Луноцвет (Кожухова) - страница 257

* * *

Как мне кажется, вдохновенная творческая пора связана не только с внешней или внутренней жизнью писателя, но и с его возрастом, с житейским обликом. Как только человек начинает стареть, как только замечает спад интереса к своей личности у окружающих, так он и сам начинает терять к окружающим интерес. И хотя у него к этому времени накопился изумительный опыт, большое знание жизни, хотя он приобрел мастерство, этот спад интереса в конце концов становится для него губительным: мастерство слабеет, воображение меркнет. Творческие силы остаются лишь у красивых, мощных старцев, не разуверившихся в себе до конца своей жизни, — Леонардо да Винчи, Гете, Толстой.

* * *

Великому человеку нельзя изменять с великим же. История не простит. Наталье Николаевне Пушкиной только и оставалось сделать, как выйти замуж за бесцветного, серого Ланского. За это потомки ее «обелили».

* * *

Как хорошо Ларошфуко назвал свои мысли: «Максимы»! То есть заранее объявил, что он максималист. Но, однако, сегодня ведь никто не сознается, не скажет даже в бреду, что он «минималист». Разве что девчонки, носящие мини-юбки… У всех работающих «максималистов» одна беда: их всех обвиняют в субъективности. Но как же все-таки жить максималисту, если он «объективен», ведь он же не фотоаппарат!

* * *

В литературной борьбе главное средство — хорошие книги. Все остальное есть недозволенные приемы.

* * *

Борьба с природой огрубляет человека. Общение с природой — облагораживает. А что нам даст общение с космосом?

Сохранённые записи
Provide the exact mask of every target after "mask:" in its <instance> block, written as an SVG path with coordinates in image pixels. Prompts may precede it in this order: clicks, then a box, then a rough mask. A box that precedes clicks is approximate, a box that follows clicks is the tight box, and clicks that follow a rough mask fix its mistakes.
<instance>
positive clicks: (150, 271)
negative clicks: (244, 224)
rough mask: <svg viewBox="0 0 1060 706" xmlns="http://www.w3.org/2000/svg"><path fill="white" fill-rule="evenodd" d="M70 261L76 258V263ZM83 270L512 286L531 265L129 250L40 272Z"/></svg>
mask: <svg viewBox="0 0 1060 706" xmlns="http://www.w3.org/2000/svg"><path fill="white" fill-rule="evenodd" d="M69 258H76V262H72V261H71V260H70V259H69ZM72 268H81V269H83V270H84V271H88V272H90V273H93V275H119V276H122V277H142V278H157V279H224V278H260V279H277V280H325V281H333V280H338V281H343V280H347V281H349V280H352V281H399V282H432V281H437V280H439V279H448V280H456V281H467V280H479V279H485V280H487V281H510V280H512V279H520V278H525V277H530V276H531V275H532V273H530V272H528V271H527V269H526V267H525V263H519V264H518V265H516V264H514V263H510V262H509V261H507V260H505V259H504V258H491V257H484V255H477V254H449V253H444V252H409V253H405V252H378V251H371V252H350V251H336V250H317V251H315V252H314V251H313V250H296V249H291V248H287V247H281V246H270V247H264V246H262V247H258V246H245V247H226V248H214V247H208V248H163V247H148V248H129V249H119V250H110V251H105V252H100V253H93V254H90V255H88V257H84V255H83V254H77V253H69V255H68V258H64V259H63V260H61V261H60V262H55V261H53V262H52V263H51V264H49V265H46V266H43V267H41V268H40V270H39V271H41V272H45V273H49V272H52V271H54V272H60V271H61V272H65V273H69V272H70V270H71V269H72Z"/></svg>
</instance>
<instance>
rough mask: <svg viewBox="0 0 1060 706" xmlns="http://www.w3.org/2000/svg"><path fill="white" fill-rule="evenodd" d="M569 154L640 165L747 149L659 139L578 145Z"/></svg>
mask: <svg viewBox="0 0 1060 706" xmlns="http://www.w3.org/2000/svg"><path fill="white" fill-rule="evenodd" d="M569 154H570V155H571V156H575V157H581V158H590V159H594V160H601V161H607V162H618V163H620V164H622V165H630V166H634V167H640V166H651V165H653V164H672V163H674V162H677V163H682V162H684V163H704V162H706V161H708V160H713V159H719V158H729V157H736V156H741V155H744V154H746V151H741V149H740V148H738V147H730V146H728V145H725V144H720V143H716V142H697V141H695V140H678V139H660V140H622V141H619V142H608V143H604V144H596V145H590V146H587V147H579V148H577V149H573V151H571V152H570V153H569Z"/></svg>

■ **Задание 1**: Кого фрагмент называет в числе красивых, мощных старцев, у которых остались творческие силы?
■ **Задание 2**: Перепишите из фрагмента всё от слов "Великому человеку нельзя" до слов "есть недозволенные приемы.", поставив "талантливые книги" вместо "хорошие книги".
■ **Задание 3**:
Определите, согласуется ли с фрагментом каждое утверждение. Ответьте «да» или «нет» и приведите решающие слова фрагмента.
(a) Ларошфуко назвал свои мысли «Максимы».
(b) Борьба с природой облагораживает человека.
(c) Любые средства литературной борьбы, помимо хороших книг, допустимы.
Записи здесь никак не используются.

■ **Ваш ответ 1**: Леонардо да Винчи, Гете и Толстого.

■ **Ваш ответ 2**:
Великому человеку нельзя изменять с великим же. История не простит. Наталье Николаевне Пушкиной только и оставалось сделать, как выйти замуж за бесцветного, серого Ланского. За это потомки ее «обелили».

* * *

Как хорошо Ларошфуко назвал свои мысли: «Максимы»! То есть заранее объявил, что он максималист. Но, однако, сегодня ведь никто не сознается, не скажет даже в бреду, что он «минималист». Разве что девчонки, носящие мини-юбки… У всех работающих «максималистов» одна беда: их всех обвиняют в субъективности. Но как же все-таки жить максималисту, если он «объективен», ведь он же не фотоаппарат!

* * *

В литературной борьбе главное средство — талантливые книги. Все остальное есть недозволенные приемы.

■ **Ваш ответ 3**:
(a) Да: «Как хорошо Ларошфуко назвал свои мысли: «Максимы»!»
(b) Нет: «Борьба с природой огрубляет человека.»
(c) Нет: «Все остальное есть недозволенные приемы.»